**Work request:** Once the line containing "Query: small barrel cactus" has been printed, stop; print every line before it exactly, starting at the top of the material below.

**Exercise materials:**
---------------

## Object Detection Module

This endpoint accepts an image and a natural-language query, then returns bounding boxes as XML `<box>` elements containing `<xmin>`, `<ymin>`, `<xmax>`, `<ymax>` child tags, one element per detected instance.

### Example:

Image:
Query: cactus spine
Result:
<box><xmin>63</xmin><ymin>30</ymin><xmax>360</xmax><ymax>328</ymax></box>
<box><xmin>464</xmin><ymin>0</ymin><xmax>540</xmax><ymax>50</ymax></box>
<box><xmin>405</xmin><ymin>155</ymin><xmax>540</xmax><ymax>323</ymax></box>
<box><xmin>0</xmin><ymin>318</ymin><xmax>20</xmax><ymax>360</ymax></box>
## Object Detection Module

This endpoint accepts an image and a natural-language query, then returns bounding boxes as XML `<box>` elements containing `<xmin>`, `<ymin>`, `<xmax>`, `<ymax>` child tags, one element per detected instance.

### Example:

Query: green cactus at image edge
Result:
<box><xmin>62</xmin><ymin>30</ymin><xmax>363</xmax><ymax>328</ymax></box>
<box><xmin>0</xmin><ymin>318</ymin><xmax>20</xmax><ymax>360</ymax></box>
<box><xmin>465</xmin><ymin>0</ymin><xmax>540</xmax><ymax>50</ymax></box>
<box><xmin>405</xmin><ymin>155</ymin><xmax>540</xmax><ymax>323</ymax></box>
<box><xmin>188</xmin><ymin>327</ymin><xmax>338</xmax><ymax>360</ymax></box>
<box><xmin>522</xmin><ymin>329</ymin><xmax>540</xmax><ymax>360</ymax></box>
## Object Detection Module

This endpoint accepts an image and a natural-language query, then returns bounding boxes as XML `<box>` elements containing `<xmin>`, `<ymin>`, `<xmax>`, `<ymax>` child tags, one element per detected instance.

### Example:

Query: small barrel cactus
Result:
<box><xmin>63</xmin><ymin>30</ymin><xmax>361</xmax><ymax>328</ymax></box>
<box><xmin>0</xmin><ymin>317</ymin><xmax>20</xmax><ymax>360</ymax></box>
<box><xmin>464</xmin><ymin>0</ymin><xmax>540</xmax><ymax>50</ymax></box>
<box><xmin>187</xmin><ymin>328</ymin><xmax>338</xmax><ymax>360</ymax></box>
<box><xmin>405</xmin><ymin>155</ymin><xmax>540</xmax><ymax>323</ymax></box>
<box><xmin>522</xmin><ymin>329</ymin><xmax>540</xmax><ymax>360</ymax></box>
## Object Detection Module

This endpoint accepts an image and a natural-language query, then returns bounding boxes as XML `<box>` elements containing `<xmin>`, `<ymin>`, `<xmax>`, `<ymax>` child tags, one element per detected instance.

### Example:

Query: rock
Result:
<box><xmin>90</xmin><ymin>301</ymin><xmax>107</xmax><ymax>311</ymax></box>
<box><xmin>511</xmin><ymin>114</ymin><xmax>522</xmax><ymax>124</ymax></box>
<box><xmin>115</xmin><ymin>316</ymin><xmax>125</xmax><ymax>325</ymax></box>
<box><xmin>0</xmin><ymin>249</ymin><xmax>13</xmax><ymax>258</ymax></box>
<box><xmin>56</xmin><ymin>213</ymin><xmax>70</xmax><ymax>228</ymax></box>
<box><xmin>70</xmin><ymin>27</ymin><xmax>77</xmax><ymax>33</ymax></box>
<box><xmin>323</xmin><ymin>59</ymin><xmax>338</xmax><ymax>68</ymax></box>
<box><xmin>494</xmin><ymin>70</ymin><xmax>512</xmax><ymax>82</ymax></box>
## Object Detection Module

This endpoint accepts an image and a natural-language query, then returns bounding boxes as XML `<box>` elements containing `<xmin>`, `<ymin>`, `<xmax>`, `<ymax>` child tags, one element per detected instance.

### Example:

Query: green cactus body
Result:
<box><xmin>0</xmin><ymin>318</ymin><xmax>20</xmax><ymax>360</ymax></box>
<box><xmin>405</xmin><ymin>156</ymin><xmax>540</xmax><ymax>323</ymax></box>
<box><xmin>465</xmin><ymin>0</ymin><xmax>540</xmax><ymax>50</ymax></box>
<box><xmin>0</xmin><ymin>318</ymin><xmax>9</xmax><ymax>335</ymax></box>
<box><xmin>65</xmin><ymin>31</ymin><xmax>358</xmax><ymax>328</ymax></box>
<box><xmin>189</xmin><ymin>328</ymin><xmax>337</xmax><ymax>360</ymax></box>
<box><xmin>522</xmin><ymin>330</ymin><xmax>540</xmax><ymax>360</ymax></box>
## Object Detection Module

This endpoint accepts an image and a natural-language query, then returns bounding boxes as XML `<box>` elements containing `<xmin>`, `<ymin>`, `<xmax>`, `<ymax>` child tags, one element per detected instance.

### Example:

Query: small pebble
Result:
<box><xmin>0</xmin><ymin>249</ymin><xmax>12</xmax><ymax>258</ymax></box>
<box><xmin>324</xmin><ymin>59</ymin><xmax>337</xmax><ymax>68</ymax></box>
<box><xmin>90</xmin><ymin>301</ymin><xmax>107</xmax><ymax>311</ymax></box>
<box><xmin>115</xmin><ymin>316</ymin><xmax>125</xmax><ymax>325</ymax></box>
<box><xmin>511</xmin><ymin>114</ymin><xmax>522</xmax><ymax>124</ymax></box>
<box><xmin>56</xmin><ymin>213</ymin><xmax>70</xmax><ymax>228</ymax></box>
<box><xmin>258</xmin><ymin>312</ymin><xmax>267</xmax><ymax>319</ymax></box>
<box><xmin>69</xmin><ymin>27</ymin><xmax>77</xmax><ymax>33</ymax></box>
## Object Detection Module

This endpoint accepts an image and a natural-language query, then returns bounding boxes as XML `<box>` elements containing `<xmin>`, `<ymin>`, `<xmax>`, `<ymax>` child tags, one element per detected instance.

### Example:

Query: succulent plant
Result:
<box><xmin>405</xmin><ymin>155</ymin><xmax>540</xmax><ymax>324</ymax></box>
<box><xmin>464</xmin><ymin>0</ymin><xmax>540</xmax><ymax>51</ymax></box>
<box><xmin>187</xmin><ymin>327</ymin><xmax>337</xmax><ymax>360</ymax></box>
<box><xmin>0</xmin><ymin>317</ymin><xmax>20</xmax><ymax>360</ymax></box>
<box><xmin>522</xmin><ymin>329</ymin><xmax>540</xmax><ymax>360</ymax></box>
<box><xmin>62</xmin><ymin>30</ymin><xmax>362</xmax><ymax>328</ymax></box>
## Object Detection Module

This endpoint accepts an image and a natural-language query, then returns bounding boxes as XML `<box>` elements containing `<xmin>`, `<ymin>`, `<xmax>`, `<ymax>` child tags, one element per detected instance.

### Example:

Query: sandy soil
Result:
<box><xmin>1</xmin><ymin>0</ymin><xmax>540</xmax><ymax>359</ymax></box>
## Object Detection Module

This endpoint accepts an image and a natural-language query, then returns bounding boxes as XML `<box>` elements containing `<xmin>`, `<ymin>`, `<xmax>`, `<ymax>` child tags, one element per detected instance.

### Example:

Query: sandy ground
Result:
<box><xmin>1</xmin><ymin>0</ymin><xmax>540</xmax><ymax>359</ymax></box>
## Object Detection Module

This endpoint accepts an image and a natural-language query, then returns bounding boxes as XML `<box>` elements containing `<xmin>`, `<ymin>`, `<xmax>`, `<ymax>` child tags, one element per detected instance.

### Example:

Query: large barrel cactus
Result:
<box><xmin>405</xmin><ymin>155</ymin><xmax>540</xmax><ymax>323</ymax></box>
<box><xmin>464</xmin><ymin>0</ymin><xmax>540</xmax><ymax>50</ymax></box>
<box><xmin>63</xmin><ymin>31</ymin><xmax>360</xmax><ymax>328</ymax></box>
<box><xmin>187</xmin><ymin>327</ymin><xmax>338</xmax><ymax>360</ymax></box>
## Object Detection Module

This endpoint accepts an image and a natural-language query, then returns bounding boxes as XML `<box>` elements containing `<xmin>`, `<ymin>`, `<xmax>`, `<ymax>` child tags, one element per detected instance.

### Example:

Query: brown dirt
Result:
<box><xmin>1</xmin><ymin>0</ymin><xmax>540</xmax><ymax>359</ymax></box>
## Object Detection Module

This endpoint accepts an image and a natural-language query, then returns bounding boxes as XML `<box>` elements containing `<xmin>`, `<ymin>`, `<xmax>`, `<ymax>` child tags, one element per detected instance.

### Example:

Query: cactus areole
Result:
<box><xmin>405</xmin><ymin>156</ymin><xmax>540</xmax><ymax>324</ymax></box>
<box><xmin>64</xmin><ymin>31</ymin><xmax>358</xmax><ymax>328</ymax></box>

---------------

**Task result:**
## Object Detection Module

This endpoint accepts an image and a natural-language query, then returns bounding boxes as XML `<box>` elements containing `<xmin>`, `<ymin>`, `<xmax>`, `<ymax>` child tags, one element per detected instance.

### Example:

Image:
Query: cactus spine
Result:
<box><xmin>63</xmin><ymin>30</ymin><xmax>360</xmax><ymax>328</ymax></box>
<box><xmin>464</xmin><ymin>0</ymin><xmax>540</xmax><ymax>50</ymax></box>
<box><xmin>405</xmin><ymin>155</ymin><xmax>540</xmax><ymax>323</ymax></box>
<box><xmin>0</xmin><ymin>318</ymin><xmax>20</xmax><ymax>360</ymax></box>
## Object Detection Module

This endpoint accepts an image and a natural-language query, then returns bounding boxes as XML `<box>` elements containing `<xmin>`, `<ymin>`, `<xmax>`, `<ymax>` child tags, one element per detected instance.

### Example:

Query: green cactus at image edge
Result:
<box><xmin>62</xmin><ymin>30</ymin><xmax>363</xmax><ymax>328</ymax></box>
<box><xmin>0</xmin><ymin>318</ymin><xmax>20</xmax><ymax>360</ymax></box>
<box><xmin>465</xmin><ymin>0</ymin><xmax>540</xmax><ymax>50</ymax></box>
<box><xmin>405</xmin><ymin>155</ymin><xmax>540</xmax><ymax>323</ymax></box>
<box><xmin>188</xmin><ymin>327</ymin><xmax>338</xmax><ymax>360</ymax></box>
<box><xmin>522</xmin><ymin>329</ymin><xmax>540</xmax><ymax>360</ymax></box>
## Object Detection Module

This endpoint accepts an image and a natural-language query, then returns bounding boxes as XML `<box>` elements containing `<xmin>`, `<ymin>`, `<xmax>`, `<ymax>` child tags, one element per detected instance.

### Example:

Query: small barrel cactus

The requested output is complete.